PAGE
NBA.tpl

<!--head
meta:
  title: NBA players in 2012-13
  description: MDS and k-means clustering of player sport-statistics in chosen NBA team.
  author: Rapporter Team (@rapporter)
  packages:
  - cluster
  - directlabels
  - fpc
  - ggplot2
inputs:
- required: yes
  class: character
  name: teamname
  label: Team Name
  standalone: yes
  value: Miami Heat
  length:
    min: 1.0
    max: 1.0
  description: Name of the Team
  matchable: yes
  options:
  - Atlanta Hawks
  - Boston Celtics
  - Brooklyn Nets
  - Charlotte Hornets
  - Chicago Bulls
  - Cleveland Cavaliers
  - Dallas Mavericks
  - Denver Nuggets
  - Detroit Pistons
  - Golden State Warriors
  - Houston Rockets
  - Indiana Pacers
  - Los Angeles Clippers
  - Los Angeles Lakers
  - Memphis Grizzles
  - Miami Heat
  - Milwaukee Bucks
  - Minnesota Timberwolves
  - New Orleans Hornets
  - New York Knicks
  - Oklahoma City Thunder
  - Orlando Magic
  - Philadelphia 76ers
  - Phoenix Suns
  - Portland TrailBlazers
  - Sacramento Kings
  - San Antonio Spurs
  - Toronto Raptors
  - Utah Jazz
  - Washington Wizards
  allow_multiple: no
- required: yes
  class: character
  name: variables
  label: Variables
  standalone: yes
  value: ~
  length:
    min: 2.0
    max: 40.0
  description: Calculations are based on these variables
  matchable: yes
  options:
  - Age
  - Games Played
  - Games Started
  - Minutes Played
  - Field Goals
  - Field Goal Attempts
  - Three-Point Field Goals
  - Three-Point Field Goal Attempts
  - Free Throws
  - Free Throw Attempts
  - Offensive Rebounds
  - Defensive Rebounds
  - Total Rebounds
  - Assists
  - Steals
  - Blocks
  - Turnovers
  - Personal Faults
  - Points
  - Field Goal Percentage
  - Three-Point Field Goal Percentage
  - Free Throw Percentage
  allow_multiple: yes
- required: no
  class: integer
  name: clust_num
  label: Number of Clusters
  standalone: yes
  value: ~
  length:
    min: 1.0
    max: 1.0
  description: One can set the Number of the Clusters for the K-Mean Clustering
  limit:
    min: 1.0
    max: 5.0
head-->

Below you are able to check how the <%=teamname%> build up. Later you can answer the question: are there any statistical base of grouping the players in this team?

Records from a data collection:
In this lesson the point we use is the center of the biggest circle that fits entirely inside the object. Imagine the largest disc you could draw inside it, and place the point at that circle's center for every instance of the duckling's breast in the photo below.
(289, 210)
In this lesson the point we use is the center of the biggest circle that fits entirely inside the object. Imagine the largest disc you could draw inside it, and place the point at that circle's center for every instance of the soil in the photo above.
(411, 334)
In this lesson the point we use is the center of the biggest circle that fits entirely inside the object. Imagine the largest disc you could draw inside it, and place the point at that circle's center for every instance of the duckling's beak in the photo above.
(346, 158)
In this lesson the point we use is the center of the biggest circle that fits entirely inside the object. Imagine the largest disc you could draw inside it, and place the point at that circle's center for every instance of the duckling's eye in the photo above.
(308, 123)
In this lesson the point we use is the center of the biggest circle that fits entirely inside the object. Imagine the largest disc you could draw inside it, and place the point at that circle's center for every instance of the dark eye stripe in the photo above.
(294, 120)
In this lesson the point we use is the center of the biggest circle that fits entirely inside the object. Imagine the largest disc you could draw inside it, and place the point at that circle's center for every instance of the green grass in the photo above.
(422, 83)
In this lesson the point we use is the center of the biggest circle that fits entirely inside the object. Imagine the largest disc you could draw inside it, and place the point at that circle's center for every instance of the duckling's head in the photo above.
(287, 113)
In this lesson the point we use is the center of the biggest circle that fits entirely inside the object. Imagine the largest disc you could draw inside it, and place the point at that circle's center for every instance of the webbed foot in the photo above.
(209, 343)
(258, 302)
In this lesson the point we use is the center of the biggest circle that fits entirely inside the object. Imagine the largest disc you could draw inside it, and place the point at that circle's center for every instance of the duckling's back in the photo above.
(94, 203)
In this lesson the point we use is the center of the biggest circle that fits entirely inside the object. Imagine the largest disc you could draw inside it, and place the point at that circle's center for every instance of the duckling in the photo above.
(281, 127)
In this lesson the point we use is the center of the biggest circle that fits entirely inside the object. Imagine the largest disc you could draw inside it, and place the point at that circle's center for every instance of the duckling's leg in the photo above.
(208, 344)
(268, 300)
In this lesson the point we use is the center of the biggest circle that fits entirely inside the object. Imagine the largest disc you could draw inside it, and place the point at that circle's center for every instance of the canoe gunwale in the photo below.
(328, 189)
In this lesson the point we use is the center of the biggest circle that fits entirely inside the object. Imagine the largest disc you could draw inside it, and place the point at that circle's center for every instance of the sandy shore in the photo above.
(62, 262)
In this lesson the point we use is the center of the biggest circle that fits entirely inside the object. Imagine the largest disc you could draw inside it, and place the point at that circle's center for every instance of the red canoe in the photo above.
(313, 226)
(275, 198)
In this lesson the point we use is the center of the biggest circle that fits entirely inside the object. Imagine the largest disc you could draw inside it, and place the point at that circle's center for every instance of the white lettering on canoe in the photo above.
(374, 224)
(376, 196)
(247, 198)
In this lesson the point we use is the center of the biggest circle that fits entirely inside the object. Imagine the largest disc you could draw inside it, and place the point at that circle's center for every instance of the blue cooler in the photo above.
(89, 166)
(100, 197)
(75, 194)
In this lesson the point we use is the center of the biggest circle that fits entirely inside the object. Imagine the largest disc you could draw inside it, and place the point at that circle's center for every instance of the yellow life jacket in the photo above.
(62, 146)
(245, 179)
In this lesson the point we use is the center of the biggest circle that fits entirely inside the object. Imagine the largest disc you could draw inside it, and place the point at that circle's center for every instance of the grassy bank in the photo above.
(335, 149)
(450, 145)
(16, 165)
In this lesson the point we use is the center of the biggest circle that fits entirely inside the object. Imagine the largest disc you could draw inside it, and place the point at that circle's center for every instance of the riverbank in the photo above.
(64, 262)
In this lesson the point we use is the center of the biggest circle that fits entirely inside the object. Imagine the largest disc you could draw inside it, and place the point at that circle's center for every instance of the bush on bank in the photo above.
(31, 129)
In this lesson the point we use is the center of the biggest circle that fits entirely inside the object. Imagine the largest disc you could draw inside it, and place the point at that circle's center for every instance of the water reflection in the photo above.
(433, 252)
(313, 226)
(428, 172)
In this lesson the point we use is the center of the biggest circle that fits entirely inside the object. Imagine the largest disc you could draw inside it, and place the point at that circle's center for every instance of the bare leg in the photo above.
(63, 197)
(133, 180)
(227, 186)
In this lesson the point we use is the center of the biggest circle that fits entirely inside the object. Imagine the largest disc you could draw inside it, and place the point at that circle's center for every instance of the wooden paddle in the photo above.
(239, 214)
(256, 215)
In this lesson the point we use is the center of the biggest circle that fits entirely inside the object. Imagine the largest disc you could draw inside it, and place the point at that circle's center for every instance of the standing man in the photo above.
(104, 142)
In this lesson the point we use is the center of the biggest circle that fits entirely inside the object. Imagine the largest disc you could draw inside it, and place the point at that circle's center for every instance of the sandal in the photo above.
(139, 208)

EXERCISES
(a) For each statement, answer yes or no according to the NBA template and quote its deciding words: (i) the team name input defaults to Miami Heat; (ii) only one entry may be chosen for the variables input; (iii) setting the number of clusters is required.
(b) Translate this sentence from the NBA template into Spanish: "One can set the Number of the Clusters for the K-Mean Clustering"
(c) In the NBA template, what is the largest number of clusters that can be set?

COMPLETE ANSWERS
(a) (i) Yes: "value: Miami Heat". (ii) No: "allow_multiple: yes". (iii) No: "required: no".

(b) Se puede establecer el número de clústeres para el agrupamiento k-medias.

(c) 5